# start of Supplied information
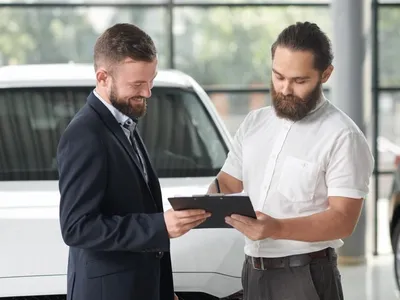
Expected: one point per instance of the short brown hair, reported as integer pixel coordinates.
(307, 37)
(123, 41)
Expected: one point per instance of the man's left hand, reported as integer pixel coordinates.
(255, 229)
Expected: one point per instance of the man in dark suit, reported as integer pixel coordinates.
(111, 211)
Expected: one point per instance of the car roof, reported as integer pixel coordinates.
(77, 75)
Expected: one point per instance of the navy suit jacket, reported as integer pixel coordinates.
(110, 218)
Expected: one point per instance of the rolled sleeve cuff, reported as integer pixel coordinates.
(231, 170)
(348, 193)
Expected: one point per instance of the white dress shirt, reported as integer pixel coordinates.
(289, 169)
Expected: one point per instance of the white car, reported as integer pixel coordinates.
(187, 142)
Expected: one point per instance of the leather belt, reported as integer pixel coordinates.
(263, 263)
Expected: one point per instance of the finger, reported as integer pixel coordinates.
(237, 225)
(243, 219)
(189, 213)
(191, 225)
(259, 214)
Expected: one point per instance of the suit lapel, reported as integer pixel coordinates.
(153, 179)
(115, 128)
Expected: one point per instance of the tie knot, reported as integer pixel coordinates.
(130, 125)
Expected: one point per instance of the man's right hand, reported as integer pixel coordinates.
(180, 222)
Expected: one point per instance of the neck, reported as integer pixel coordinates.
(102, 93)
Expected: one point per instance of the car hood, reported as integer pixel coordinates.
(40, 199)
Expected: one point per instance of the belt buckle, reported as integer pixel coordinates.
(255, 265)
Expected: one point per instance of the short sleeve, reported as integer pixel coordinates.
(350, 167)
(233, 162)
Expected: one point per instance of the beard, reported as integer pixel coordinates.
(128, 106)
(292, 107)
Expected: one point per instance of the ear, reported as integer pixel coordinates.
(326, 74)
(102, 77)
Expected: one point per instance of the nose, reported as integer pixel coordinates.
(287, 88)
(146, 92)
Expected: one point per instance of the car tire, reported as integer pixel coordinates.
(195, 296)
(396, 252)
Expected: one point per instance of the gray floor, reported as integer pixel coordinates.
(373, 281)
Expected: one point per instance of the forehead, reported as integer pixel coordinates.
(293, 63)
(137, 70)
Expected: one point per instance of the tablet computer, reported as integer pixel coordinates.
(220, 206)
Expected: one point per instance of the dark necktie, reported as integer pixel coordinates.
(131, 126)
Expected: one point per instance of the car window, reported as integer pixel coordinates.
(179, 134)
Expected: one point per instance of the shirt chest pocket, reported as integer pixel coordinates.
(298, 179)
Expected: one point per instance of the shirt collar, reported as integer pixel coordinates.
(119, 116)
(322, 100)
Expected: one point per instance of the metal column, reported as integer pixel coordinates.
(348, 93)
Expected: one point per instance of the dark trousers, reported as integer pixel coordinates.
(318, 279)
# end of Supplied information
Short exercise:
Render every line of the entries above as a Markdown table with the columns "Row" and "Line," skipping blank lines and leaving out the pictures.

Task answer:
| Row | Line |
|---|---|
| 1 | Expected: one point per instance of the short brown hair, reported as integer pixel coordinates. |
| 2 | (307, 37) |
| 3 | (123, 41) |
| 4 | Expected: one point per instance of the man's left hand, reported as integer pixel coordinates. |
| 5 | (255, 229) |
| 6 | Expected: one point per instance of the man in dark suit, reported as integer pixel coordinates. |
| 7 | (111, 211) |
| 8 | Expected: one point per instance of the car roof, reported as integer pixel coordinates. |
| 9 | (77, 75) |
| 10 | Expected: one point per instance of the navy suit jacket, reported as integer pixel coordinates. |
| 11 | (110, 218) |
| 12 | Expected: one point per instance of the rolled sleeve cuff, reported as integer pixel coordinates. |
| 13 | (231, 170) |
| 14 | (348, 193) |
| 15 | Expected: one point per instance of the white dress shirt, reported as integer pixel coordinates. |
| 16 | (289, 169) |
| 17 | Expected: one point per instance of the white car, reported as integer pixel coordinates. |
| 18 | (187, 142) |
| 19 | Expected: one point per instance of the leather belt, reported as integer pixel coordinates. |
| 20 | (263, 263) |
| 21 | Expected: one point per instance of the finger, reported as integer pixel coordinates. |
| 22 | (237, 225) |
| 23 | (243, 219) |
| 24 | (189, 213) |
| 25 | (191, 225) |
| 26 | (259, 214) |
| 27 | Expected: one point per instance of the suit lapel, reported as integer pixel coordinates. |
| 28 | (153, 179) |
| 29 | (115, 128) |
| 30 | Expected: one point per instance of the tie knot, reported as integer pixel coordinates. |
| 31 | (130, 125) |
| 32 | Expected: one point per instance of the man's right hand, reported as integer pixel coordinates. |
| 33 | (180, 222) |
| 34 | Expected: one point per instance of the neck, reported as integer pixel coordinates. |
| 35 | (102, 93) |
| 36 | Expected: one point per instance of the car hood, reported as integer pixel coordinates. |
| 37 | (40, 199) |
| 38 | Expected: one point per instance of the belt buckle, reported as integer pixel coordinates. |
| 39 | (255, 265) |
| 40 | Expected: one point per instance of the short sleeve, reported as integer pixel coordinates. |
| 41 | (350, 167) |
| 42 | (233, 162) |
| 43 | Expected: one point per instance of the beard, reported as integer pixel coordinates. |
| 44 | (128, 106) |
| 45 | (292, 107) |
| 46 | Expected: one point per instance of the ear, reported as integer pixel coordinates. |
| 47 | (326, 74) |
| 48 | (102, 77) |
| 49 | Expected: one point per instance of the nose, reported as integer pixel coordinates. |
| 50 | (287, 88) |
| 51 | (146, 92) |
| 52 | Expected: one point per instance of the car tire, reported as integer pixel coordinates. |
| 53 | (195, 296) |
| 54 | (396, 252) |
| 55 | Expected: one point per instance of the gray floor, reported as integer pixel coordinates. |
| 56 | (373, 281) |
| 57 | Expected: one point per instance of the forehead, reported as integer pixel coordinates. |
| 58 | (293, 63) |
| 59 | (137, 70) |
| 60 | Expected: one point per instance of the tablet computer, reported as integer pixel coordinates. |
| 61 | (220, 206) |
| 62 | Expected: one point per instance of the dark necktie, reported as integer pixel coordinates. |
| 63 | (131, 126) |
| 64 | Expected: one point per instance of the car window, reported as integer pixel coordinates. |
| 65 | (179, 134) |
| 66 | Expected: one point per instance of the shirt chest pocket, reported as integer pixel coordinates. |
| 67 | (298, 179) |
| 68 | Expected: one point per instance of the shirt collar, reported as integer pixel coordinates. |
| 69 | (119, 116) |
| 70 | (322, 100) |
| 71 | Expected: one point per instance of the metal column, reported as integer pixel coordinates. |
| 72 | (348, 93) |
| 73 | Expected: one point per instance of the dark trousers, reported as integer pixel coordinates. |
| 74 | (318, 279) |